**Brief:** Copy the listing lines starting with the one that contains "target: house wall" and running through the one that contains "Return the outline of every instance of the house", swapping "house wall" for "garden fence" and changing nothing else.

**Data to use:**
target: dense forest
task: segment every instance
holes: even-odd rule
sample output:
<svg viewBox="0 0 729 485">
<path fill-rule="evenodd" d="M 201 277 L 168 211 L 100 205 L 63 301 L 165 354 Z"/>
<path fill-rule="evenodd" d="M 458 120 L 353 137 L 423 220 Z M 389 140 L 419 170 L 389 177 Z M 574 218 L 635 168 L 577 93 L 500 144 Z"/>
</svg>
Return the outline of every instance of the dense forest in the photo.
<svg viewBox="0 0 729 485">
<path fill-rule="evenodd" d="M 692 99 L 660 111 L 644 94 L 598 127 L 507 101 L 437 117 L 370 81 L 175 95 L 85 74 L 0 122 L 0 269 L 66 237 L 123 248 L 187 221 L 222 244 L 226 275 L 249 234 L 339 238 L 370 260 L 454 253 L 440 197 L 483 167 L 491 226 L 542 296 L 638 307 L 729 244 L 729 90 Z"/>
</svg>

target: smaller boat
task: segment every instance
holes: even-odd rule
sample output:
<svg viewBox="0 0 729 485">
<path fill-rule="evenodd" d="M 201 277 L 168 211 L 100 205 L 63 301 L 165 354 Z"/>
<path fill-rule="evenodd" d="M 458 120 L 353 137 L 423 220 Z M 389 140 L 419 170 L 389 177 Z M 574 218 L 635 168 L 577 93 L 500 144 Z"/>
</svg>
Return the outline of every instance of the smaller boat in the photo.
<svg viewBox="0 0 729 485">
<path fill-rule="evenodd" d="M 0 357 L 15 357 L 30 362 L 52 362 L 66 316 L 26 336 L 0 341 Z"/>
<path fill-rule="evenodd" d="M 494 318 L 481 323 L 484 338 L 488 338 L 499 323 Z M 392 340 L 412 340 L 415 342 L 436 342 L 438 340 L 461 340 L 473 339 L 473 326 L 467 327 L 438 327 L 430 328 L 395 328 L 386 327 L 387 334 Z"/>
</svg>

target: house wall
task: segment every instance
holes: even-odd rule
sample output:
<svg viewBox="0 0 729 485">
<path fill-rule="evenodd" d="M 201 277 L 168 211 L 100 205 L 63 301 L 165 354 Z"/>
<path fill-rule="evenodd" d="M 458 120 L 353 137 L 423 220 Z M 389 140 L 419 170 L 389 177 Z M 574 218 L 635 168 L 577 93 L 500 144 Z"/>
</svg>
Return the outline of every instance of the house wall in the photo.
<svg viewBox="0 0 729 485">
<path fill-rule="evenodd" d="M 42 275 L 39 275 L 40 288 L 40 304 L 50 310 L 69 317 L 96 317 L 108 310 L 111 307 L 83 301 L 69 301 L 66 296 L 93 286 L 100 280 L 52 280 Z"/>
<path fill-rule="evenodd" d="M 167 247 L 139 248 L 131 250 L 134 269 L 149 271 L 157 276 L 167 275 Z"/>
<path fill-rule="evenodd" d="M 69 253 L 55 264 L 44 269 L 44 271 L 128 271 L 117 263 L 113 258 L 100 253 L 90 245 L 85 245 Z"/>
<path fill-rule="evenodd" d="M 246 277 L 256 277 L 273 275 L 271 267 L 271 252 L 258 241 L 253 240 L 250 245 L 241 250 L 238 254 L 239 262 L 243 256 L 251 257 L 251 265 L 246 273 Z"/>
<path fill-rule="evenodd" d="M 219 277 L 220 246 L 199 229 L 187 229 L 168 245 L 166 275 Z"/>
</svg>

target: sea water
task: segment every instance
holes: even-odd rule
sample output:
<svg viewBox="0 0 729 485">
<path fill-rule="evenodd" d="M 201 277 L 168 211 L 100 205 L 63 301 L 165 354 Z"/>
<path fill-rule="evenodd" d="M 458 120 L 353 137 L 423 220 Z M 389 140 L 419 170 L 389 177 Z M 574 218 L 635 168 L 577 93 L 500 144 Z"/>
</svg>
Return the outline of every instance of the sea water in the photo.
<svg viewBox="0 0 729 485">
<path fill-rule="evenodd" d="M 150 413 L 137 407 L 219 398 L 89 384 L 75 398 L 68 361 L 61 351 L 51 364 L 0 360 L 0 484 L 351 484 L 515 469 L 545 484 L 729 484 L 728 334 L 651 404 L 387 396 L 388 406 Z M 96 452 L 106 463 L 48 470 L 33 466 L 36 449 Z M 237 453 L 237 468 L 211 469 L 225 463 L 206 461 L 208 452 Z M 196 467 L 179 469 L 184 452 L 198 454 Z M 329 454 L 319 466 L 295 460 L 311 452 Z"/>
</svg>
--
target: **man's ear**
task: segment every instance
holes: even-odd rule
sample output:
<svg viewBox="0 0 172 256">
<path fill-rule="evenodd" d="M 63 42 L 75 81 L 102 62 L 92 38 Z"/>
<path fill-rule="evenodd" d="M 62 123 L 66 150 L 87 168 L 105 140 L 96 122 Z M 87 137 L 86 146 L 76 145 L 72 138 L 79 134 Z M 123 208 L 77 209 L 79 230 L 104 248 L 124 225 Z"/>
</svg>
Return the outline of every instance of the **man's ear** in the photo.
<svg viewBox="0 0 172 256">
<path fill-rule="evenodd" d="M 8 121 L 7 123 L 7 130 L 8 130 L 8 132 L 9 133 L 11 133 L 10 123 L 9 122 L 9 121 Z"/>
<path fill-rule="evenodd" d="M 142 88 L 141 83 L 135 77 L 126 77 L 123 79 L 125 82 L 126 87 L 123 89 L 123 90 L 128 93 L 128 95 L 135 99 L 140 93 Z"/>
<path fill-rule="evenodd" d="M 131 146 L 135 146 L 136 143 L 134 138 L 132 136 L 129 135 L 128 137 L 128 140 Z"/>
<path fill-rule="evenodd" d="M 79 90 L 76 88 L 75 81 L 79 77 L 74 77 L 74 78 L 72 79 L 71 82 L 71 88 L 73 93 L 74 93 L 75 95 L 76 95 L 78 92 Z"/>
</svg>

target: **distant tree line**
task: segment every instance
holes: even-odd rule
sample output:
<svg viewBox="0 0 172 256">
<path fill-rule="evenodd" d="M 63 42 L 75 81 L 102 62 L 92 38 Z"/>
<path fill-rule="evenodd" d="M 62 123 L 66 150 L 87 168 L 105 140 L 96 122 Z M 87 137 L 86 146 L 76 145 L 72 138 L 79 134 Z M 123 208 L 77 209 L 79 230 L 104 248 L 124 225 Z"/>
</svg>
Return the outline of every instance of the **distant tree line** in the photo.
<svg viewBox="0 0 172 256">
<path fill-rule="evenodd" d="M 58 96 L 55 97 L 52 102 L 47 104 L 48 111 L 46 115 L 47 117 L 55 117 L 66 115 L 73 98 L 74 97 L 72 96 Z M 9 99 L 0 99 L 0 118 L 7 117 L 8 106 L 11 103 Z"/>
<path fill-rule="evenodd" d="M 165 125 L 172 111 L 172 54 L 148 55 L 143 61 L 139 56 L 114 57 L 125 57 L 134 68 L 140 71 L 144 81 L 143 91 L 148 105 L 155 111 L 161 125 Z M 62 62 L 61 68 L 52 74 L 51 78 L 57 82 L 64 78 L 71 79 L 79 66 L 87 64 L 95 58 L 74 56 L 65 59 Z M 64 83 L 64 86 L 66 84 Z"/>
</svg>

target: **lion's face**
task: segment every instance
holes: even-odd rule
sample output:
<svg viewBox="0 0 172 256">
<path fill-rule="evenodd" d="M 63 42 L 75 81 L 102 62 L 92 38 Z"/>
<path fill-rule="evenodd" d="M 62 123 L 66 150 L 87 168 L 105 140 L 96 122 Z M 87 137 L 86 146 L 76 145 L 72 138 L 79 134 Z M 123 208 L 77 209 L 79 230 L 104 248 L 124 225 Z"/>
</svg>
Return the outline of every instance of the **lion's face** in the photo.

**Output for this exercise:**
target: garden fence
task: segment every instance
holes: even-odd rule
sample output:
<svg viewBox="0 0 729 485">
<path fill-rule="evenodd" d="M 201 277 L 168 211 L 100 205 L 63 301 L 165 354 Z"/>
<path fill-rule="evenodd" d="M 458 120 L 353 137 L 423 220 Z M 389 140 L 419 170 L 389 177 Z M 574 218 L 635 168 L 577 93 L 500 144 Z"/>
</svg>
Return the outline of every instance of the garden fence in the photo.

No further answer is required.